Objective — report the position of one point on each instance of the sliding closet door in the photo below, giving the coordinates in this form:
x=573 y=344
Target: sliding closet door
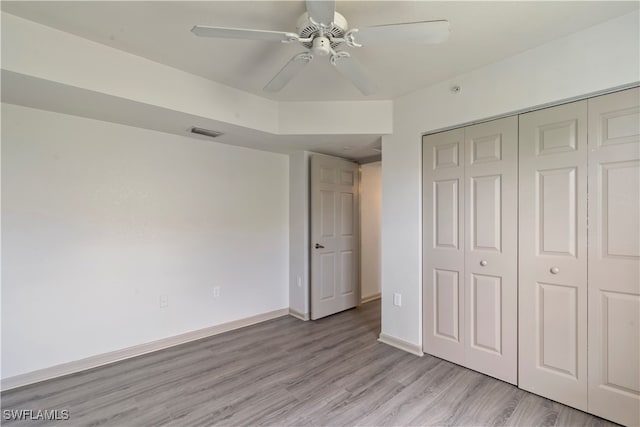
x=443 y=240
x=614 y=256
x=491 y=242
x=553 y=253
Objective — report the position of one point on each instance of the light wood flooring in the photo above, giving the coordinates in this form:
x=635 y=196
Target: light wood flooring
x=286 y=372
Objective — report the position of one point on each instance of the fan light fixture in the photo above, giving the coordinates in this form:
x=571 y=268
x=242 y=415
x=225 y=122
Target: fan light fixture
x=323 y=31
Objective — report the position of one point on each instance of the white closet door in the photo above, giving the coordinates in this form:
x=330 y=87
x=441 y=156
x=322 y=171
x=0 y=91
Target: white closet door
x=491 y=242
x=553 y=253
x=614 y=256
x=443 y=251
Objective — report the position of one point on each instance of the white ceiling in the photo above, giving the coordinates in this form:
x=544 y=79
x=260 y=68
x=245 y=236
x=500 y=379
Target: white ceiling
x=481 y=33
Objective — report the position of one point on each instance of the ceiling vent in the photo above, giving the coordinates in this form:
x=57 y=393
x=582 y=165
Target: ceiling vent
x=206 y=132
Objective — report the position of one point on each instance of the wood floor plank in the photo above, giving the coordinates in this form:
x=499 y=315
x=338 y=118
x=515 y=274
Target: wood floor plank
x=286 y=372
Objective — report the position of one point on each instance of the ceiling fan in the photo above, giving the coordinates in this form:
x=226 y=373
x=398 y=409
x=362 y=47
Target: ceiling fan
x=322 y=31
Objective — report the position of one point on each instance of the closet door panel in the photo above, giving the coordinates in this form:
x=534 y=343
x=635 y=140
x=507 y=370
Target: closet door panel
x=443 y=239
x=491 y=212
x=553 y=253
x=614 y=256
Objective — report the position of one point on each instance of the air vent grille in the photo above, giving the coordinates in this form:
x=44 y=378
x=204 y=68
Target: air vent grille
x=206 y=132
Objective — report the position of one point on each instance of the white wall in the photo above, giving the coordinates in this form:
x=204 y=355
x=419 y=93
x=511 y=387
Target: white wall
x=601 y=57
x=99 y=220
x=370 y=229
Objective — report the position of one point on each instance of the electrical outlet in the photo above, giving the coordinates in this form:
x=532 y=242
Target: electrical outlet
x=397 y=299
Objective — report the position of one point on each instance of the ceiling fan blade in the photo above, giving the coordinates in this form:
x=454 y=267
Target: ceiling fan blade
x=284 y=76
x=322 y=11
x=352 y=70
x=241 y=33
x=425 y=32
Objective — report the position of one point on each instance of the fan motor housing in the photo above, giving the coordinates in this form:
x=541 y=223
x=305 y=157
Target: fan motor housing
x=307 y=29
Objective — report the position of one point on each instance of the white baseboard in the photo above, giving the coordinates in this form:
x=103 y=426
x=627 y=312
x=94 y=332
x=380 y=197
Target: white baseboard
x=298 y=315
x=126 y=353
x=370 y=298
x=401 y=344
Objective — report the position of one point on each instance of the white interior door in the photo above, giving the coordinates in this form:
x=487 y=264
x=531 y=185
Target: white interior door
x=491 y=248
x=553 y=253
x=334 y=235
x=443 y=245
x=614 y=256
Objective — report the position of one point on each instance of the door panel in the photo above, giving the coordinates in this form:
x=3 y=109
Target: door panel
x=443 y=256
x=557 y=218
x=614 y=256
x=334 y=227
x=553 y=253
x=491 y=248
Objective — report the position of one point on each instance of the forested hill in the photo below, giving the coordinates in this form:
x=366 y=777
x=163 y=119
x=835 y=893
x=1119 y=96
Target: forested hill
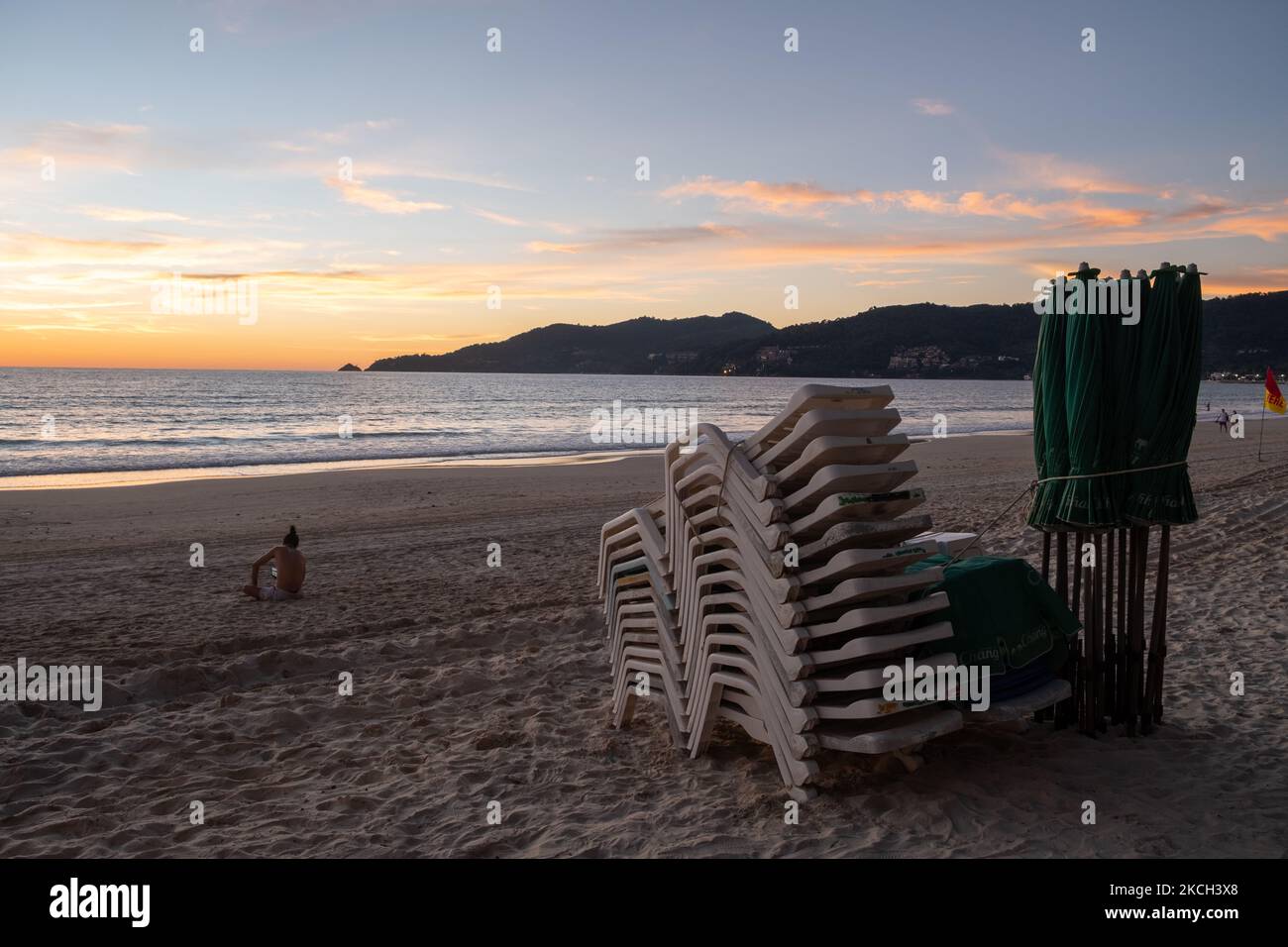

========

## EXERCISE TASK:
Please quote the part of the records that opens with the line containing "of the wood" and closes with the line containing "x=370 y=229", keeping both of those lines and reproducing every line between them word for word.

## RESPONSE FOR THIS EXERCISE:
Objective — report the position of one point on each instance of the wood floor plank in the photo above, giving the coordinates in this form:
x=499 y=315
x=338 y=118
x=515 y=274
Target: wood floor plank
x=286 y=372
Objective — report the position of one point on each instance of the ceiling fan in the photo above, giving the coordinates in this form:
x=226 y=373
x=398 y=409
x=362 y=47
Target: ceiling fan
x=322 y=31
Objective — report the position of one point on each instance of the closet door panel in the photo above, giving the coordinates in this form:
x=534 y=343
x=635 y=140
x=507 y=370
Target: closet door panel
x=443 y=239
x=491 y=212
x=553 y=253
x=614 y=256
Objective — report the position of one point on each instance of the air vent grille in the photo above, giving the coordinates in this form:
x=44 y=378
x=204 y=68
Target: air vent grille
x=206 y=132
Objective — report the position of one point on each instance of the white wall in the photo above, giving the coordinates in this form:
x=204 y=355
x=419 y=93
x=511 y=387
Target: white wall
x=601 y=57
x=99 y=220
x=370 y=229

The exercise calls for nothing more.